* [DATASET CONTENT]:
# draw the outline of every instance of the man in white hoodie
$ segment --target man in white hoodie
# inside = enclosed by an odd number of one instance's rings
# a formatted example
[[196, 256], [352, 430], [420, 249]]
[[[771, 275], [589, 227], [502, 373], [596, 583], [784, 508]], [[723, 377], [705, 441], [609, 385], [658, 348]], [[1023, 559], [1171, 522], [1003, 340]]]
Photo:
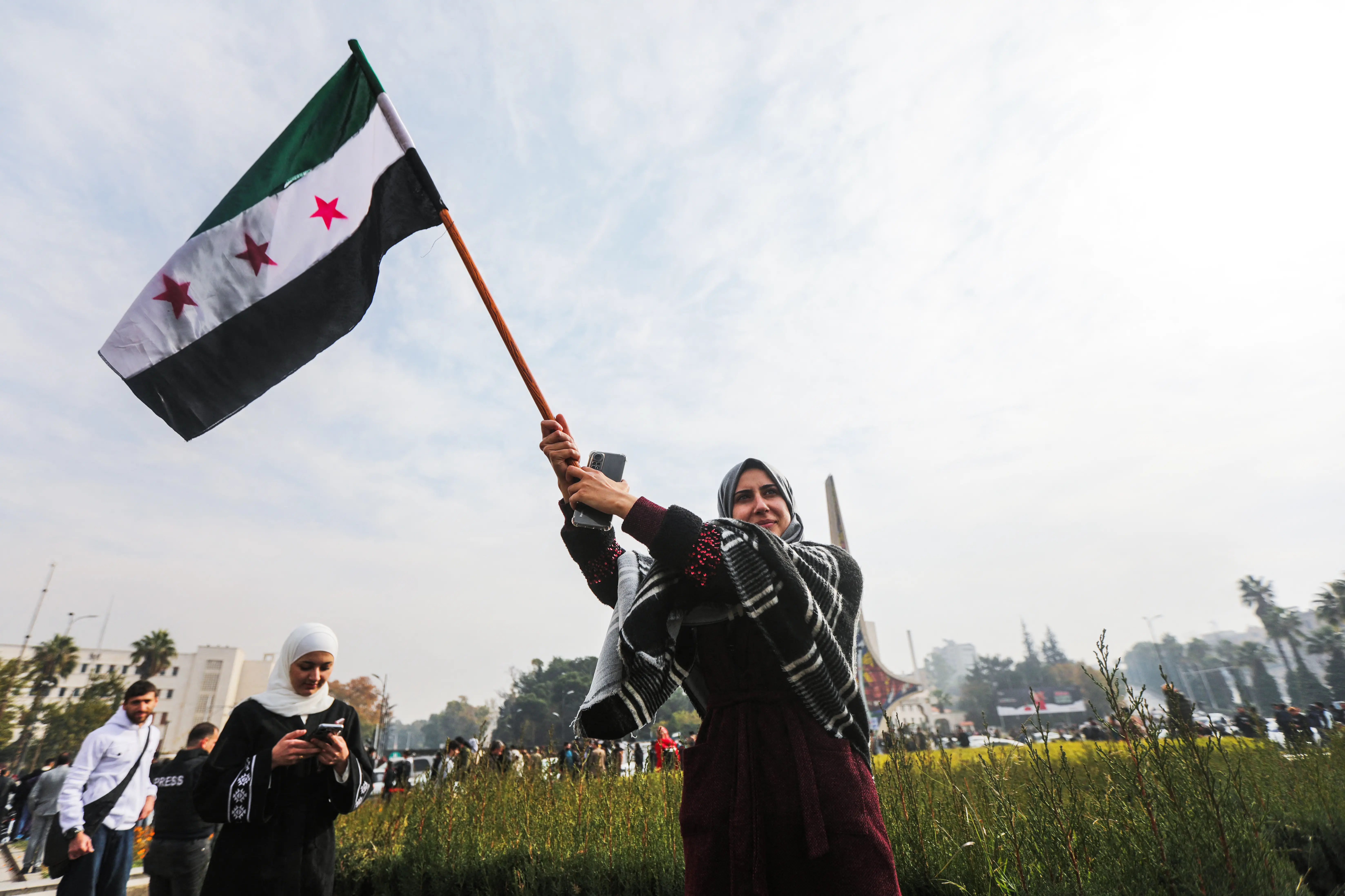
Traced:
[[[61, 832], [70, 844], [70, 868], [58, 896], [125, 896], [136, 822], [153, 810], [157, 793], [149, 782], [159, 747], [159, 729], [151, 724], [157, 704], [152, 682], [134, 682], [121, 709], [81, 744], [58, 801]], [[100, 802], [117, 787], [122, 790], [116, 803]], [[106, 815], [100, 818], [102, 810]]]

* [YOUR OBJECTIVE]:
Repeat the entries above without the pictures, swapping "white hoodie" for "gray sweatshirt" and leaving everything else unchanged.

* [WRITTEN RESPONSE]:
# draw the outline of every instance of the man in gray sweatshirt
$ segment --target man in gray sweatshirt
# inside = enclosed by an odd number of one instance's rings
# a formatted example
[[196, 256], [352, 430], [420, 249]]
[[[771, 275], [589, 227], [502, 373], [596, 583], [784, 508]], [[723, 377], [705, 441], [609, 385], [658, 348]], [[1023, 559], [1171, 522], [1003, 340]]]
Photo:
Traced:
[[[61, 832], [70, 844], [70, 868], [58, 896], [125, 896], [136, 822], [153, 810], [157, 793], [149, 782], [159, 747], [159, 729], [151, 724], [157, 704], [152, 682], [134, 682], [121, 709], [81, 744], [58, 801]], [[100, 802], [117, 787], [122, 790], [116, 803]], [[106, 815], [100, 818], [102, 810]]]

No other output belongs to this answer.